• [Aim]
Render every line of the entries below as a JSON list of strings, one string per line, leaving out any blank lines.

• [Exercise input]
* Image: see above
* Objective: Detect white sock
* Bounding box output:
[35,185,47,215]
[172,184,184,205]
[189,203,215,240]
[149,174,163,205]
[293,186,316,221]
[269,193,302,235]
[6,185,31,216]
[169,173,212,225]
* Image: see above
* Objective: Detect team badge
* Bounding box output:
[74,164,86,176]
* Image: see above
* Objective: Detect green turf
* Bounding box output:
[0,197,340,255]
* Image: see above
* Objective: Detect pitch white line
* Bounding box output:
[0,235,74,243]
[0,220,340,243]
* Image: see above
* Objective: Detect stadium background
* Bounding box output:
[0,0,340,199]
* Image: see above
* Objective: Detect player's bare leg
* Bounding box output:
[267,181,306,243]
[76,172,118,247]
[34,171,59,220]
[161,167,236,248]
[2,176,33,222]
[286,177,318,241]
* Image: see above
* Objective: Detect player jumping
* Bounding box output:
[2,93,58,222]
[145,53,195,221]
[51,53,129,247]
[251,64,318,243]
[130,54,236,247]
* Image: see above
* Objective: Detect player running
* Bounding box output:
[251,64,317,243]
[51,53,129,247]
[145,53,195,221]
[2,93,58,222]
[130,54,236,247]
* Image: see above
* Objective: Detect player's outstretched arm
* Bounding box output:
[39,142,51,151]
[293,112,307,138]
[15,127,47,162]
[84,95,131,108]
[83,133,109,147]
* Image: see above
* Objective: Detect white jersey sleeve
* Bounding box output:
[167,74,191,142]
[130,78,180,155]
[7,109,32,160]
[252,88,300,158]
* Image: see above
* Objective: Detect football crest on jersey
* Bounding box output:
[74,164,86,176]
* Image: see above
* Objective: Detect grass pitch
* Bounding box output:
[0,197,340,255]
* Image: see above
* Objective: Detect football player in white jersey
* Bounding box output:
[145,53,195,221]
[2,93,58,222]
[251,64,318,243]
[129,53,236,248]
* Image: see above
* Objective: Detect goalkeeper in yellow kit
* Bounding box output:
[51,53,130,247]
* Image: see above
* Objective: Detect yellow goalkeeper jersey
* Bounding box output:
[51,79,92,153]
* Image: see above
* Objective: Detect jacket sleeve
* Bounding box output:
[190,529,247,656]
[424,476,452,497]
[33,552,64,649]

• [Task solution]
[
  "* Image: see above",
  "* Objective: Detect white sock",
  "* Bounding box output:",
  "[35,185,47,215]",
  "[172,184,184,205]",
  "[189,203,215,240]",
  "[149,174,163,205]",
  "[293,186,316,221]",
  "[269,193,302,235]",
  "[6,185,31,216]",
  "[169,173,212,225]",
  "* Image: see above",
  "* Objective: Detect team badge",
  "* Bounding box output:",
  "[74,164,86,176]",
  "* Image: see above",
  "* Objective: Detect green turf",
  "* Bounding box output:",
  "[0,197,340,255]",
  "* Image: see above",
  "* Objective: Detect pitch white line",
  "* Bounding box output:",
  "[0,235,74,243]",
  "[0,220,340,243]",
  "* Image: see above",
  "* Objective: Detect stadium background",
  "* Bounding box output:",
  "[0,0,340,199]",
  "* Image: see above",
  "* Objective: Detect player's bare leg",
  "* Bounding box output:",
  "[267,181,306,243]",
  "[76,172,118,247]",
  "[34,171,59,220]",
  "[161,167,236,248]",
  "[2,176,33,222]",
  "[286,177,318,241]",
  "* Image: see above",
  "* Objective: Detect player jumping",
  "* Bounding box output:",
  "[2,93,58,222]",
  "[145,53,195,221]",
  "[51,53,129,247]",
  "[251,64,318,243]",
  "[130,54,236,247]",
  "* Image: see above",
  "* Objective: Detect player running",
  "* Bounding box output:",
  "[251,64,317,243]",
  "[51,53,129,247]",
  "[145,53,195,221]",
  "[2,93,58,222]",
  "[130,54,236,247]",
  "* Image: see above",
  "* Objective: Detect player's outstretched arm",
  "* Bounding box output:",
  "[39,142,51,151]",
  "[293,112,307,138]",
  "[15,127,47,162]",
  "[84,95,131,108]",
  "[83,133,109,147]",
  "* Image: see above",
  "* Objective: Detect white jersey sleeve",
  "* Bounding box output:",
  "[167,74,191,142]",
  "[130,78,180,155]",
  "[7,109,32,160]",
  "[252,88,300,158]",
  "* Image: see above",
  "* Objective: Detect football crest on jersey",
  "* Bounding box output:",
  "[74,164,86,176]",
  "* Image: see above",
  "* Objective: Detect grass pitch",
  "* Bounding box output:",
  "[0,197,340,255]",
  "* Image: see above",
  "* Objective: Detect football player in white jersey",
  "* Bounding box output:",
  "[145,53,195,221]",
  "[2,93,58,222]",
  "[251,64,318,243]",
  "[129,53,236,248]",
  "* Image: see above",
  "* Objective: Detect goalkeeper in yellow kit",
  "* Bounding box output:",
  "[51,53,130,247]",
  "* Image: see above",
  "* Objective: Detect yellow goalkeeper jersey",
  "* Bounding box output:",
  "[51,79,92,153]",
  "* Image: see above",
  "* Objective: Detect jacket sleeve",
  "* Bounding box output:",
  "[190,529,247,656]",
  "[424,476,452,497]",
  "[33,552,64,649]"
]